▸ **WHAT THE TASK ASKS**
Each line of the listing where "jagged" appears should be reported.

▸ **DATA RECORDS**
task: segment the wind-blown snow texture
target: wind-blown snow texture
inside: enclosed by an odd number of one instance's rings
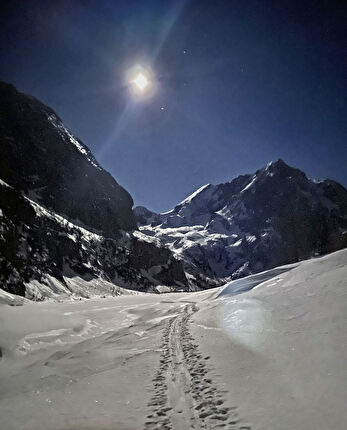
[[[0,83],[0,288],[35,300],[188,289],[170,250],[134,232],[132,204],[55,112]]]
[[[209,291],[0,304],[1,428],[345,430],[346,280],[342,250]]]
[[[282,160],[207,184],[174,209],[134,210],[140,230],[185,263],[200,284],[219,285],[347,246],[347,191]]]

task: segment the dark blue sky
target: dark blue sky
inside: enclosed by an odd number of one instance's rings
[[[346,18],[343,1],[13,0],[0,79],[51,106],[136,205],[279,157],[346,186]],[[152,97],[124,86],[135,63]]]

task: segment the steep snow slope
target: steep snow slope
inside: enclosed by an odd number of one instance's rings
[[[34,300],[187,290],[172,253],[134,232],[132,205],[51,108],[0,82],[0,289]]]
[[[346,280],[343,250],[241,295],[231,283],[218,307],[196,314],[201,353],[214,357],[215,374],[252,429],[346,427]]]
[[[238,295],[241,280],[0,305],[1,425],[344,430],[346,280],[343,250],[244,278]]]
[[[34,97],[0,82],[1,179],[75,224],[107,237],[135,228],[130,194]]]
[[[188,289],[183,268],[171,252],[140,232],[105,238],[3,181],[0,208],[0,288],[9,293],[43,300],[118,295],[119,287]]]
[[[347,245],[347,191],[331,180],[310,180],[282,160],[207,184],[168,212],[134,212],[141,231],[207,285]]]

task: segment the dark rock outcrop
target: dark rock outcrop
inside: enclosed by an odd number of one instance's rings
[[[0,83],[1,179],[32,200],[105,236],[132,230],[133,200],[58,115]]]
[[[181,262],[136,231],[132,205],[55,112],[0,83],[1,289],[44,299],[77,279],[84,296],[91,280],[187,290]]]
[[[92,233],[2,181],[0,208],[0,286],[9,293],[43,299],[50,296],[44,289],[59,294],[51,278],[69,290],[69,279],[76,277],[137,291],[154,292],[163,284],[188,289],[182,264],[168,249],[141,237],[123,232],[113,239]],[[42,286],[35,295],[27,291],[33,281]]]
[[[132,211],[57,114],[5,83],[0,180],[0,288],[30,298],[69,292],[72,279],[82,290],[83,280],[208,288],[347,246],[346,189],[283,160],[205,185],[166,213]]]
[[[141,231],[166,244],[200,285],[216,285],[347,246],[347,191],[283,160],[206,185],[164,214],[135,208]]]

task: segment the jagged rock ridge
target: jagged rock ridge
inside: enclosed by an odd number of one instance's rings
[[[205,286],[347,246],[346,189],[310,180],[281,159],[207,184],[171,211],[134,212],[142,233],[171,249]]]
[[[51,108],[6,83],[0,83],[0,139],[7,184],[104,235],[135,228],[130,194]]]
[[[132,205],[52,109],[0,83],[1,289],[32,299],[88,296],[92,281],[107,285],[96,294],[188,289],[171,251],[135,230]]]

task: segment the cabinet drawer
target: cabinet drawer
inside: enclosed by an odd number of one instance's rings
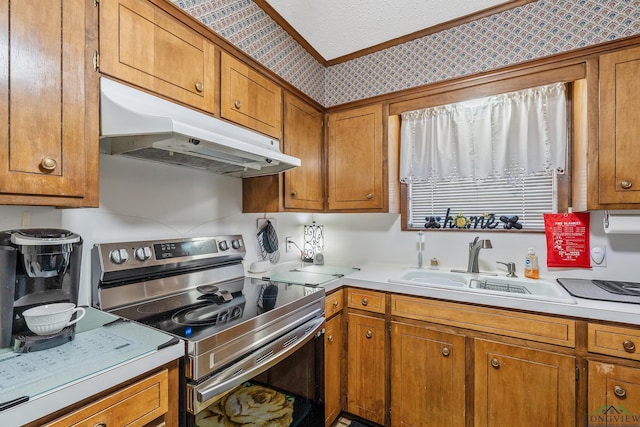
[[[342,289],[327,295],[324,299],[324,317],[327,319],[342,310],[344,306],[344,294]]]
[[[347,289],[347,306],[372,313],[385,312],[384,292],[367,291],[364,289]]]
[[[168,378],[166,369],[160,371],[59,418],[47,427],[144,426],[168,411]]]
[[[640,360],[640,328],[589,323],[587,349],[592,353]]]
[[[391,314],[564,347],[576,346],[576,325],[569,319],[402,295],[392,295]]]

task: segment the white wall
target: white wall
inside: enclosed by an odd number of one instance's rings
[[[244,236],[245,265],[259,258],[254,238],[256,220],[264,214],[242,214],[242,182],[170,165],[135,159],[101,156],[100,207],[56,209],[0,206],[0,229],[20,227],[29,212],[32,227],[62,227],[84,239],[80,302],[90,299],[90,250],[95,243],[140,239],[216,235]],[[315,220],[324,225],[327,264],[361,266],[366,262],[390,262],[415,266],[415,233],[400,231],[394,214],[268,214],[276,219],[281,261],[293,260],[295,251],[284,252],[284,237],[302,246],[303,225]],[[482,250],[480,268],[505,271],[496,261],[514,261],[522,274],[528,247],[536,248],[542,277],[594,277],[640,281],[640,236],[605,235],[602,212],[591,214],[591,243],[607,249],[606,267],[549,271],[543,234],[445,232],[426,233],[425,262],[437,257],[441,268],[466,268],[468,243],[475,236],[489,238],[493,249]],[[382,278],[386,279],[386,278]]]

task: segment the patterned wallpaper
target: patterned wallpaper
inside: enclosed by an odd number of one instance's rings
[[[252,0],[172,0],[326,107],[640,34],[640,0],[538,0],[328,68]]]

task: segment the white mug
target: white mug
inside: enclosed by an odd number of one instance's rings
[[[74,313],[76,318],[71,320]],[[67,326],[82,319],[86,311],[83,307],[76,307],[70,302],[44,304],[25,310],[24,316],[27,327],[37,335],[51,335],[60,332]]]

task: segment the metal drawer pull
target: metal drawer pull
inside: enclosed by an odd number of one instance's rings
[[[622,342],[622,347],[624,348],[624,351],[626,351],[627,353],[635,353],[636,352],[636,345],[633,341],[630,340],[624,340]]]
[[[233,106],[238,108],[238,109],[240,108],[240,105],[241,105],[241,103],[240,103],[239,99],[236,99],[236,102],[233,103]]]
[[[56,168],[56,166],[58,166],[58,162],[56,162],[51,157],[45,157],[40,162],[40,166],[44,170],[52,171],[52,170],[54,170]]]
[[[107,423],[98,423],[93,427],[107,427]]]
[[[292,191],[291,192],[291,197],[293,197],[295,199],[296,197],[298,197],[298,193],[296,191]]]
[[[620,187],[624,188],[625,190],[630,189],[632,186],[631,181],[622,181],[620,183]]]
[[[371,337],[373,336],[373,332],[367,331],[365,336],[367,337],[367,339],[371,339]]]
[[[500,367],[500,361],[494,357],[491,359],[491,366],[498,369]]]
[[[329,336],[327,337],[327,340],[328,340],[329,342],[333,342],[333,335],[329,335]]]
[[[369,300],[366,298],[362,298],[362,305],[366,307],[368,304],[369,304]]]
[[[442,349],[442,355],[443,355],[444,357],[449,357],[449,354],[450,354],[450,353],[451,353],[451,352],[449,351],[449,347],[444,347],[444,348]]]
[[[339,305],[340,305],[340,303],[339,303],[338,301],[334,301],[334,302],[333,302],[333,306],[334,306],[334,307],[338,307]]]
[[[618,396],[620,399],[624,399],[625,397],[627,397],[627,391],[619,385],[613,387],[613,394]]]
[[[373,199],[373,193],[367,193],[366,197],[367,197],[367,200]]]
[[[204,85],[202,84],[202,82],[196,82],[196,90],[198,92],[202,92],[202,89],[204,89]]]

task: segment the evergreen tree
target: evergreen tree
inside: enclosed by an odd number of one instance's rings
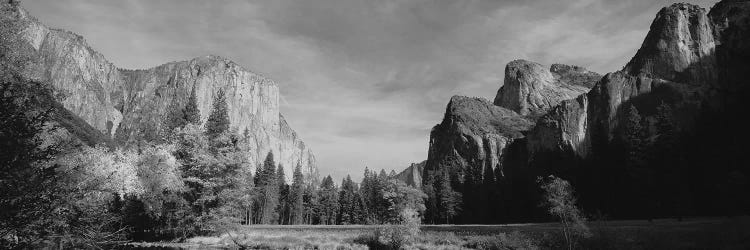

▸ **ANSWER TO THE PROBLEM**
task: segment the jagged rock ridge
target: jagged rock ridge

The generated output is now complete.